[[ Excerpted records, beginning ]]
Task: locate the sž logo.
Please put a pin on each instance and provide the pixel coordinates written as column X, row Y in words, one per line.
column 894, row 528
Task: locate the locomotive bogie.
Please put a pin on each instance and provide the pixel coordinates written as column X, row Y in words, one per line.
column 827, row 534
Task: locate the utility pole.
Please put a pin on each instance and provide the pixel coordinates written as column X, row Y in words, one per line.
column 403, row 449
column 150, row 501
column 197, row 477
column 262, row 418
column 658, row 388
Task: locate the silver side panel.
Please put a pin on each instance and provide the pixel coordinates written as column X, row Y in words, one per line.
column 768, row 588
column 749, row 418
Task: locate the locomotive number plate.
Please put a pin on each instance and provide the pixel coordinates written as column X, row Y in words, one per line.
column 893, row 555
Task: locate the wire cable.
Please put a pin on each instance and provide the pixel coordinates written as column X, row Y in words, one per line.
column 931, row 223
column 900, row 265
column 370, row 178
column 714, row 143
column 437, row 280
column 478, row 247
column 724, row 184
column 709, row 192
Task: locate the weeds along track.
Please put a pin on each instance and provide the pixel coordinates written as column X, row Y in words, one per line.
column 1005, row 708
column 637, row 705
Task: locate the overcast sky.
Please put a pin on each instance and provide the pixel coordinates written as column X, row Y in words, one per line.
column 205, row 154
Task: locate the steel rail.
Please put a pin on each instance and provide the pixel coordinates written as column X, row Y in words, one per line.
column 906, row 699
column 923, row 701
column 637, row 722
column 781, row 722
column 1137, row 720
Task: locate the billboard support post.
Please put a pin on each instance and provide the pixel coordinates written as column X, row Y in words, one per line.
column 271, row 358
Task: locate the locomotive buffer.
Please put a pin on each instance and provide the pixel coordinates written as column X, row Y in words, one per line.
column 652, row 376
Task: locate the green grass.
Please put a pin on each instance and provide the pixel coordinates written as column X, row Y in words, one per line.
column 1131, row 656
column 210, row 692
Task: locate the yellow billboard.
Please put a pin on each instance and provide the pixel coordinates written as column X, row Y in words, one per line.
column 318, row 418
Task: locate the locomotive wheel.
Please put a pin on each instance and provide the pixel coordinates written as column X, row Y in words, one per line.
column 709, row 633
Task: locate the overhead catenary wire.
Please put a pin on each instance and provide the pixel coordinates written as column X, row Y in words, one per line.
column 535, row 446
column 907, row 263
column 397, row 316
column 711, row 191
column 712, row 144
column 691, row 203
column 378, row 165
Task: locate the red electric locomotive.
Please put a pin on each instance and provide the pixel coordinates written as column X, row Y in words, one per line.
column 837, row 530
[[ Excerpted records, end ]]
Exercise details: Write out every line of the data that holds the word "billboard".

Response box:
Task: locate the billboard support post.
Task: locate the yellow billboard.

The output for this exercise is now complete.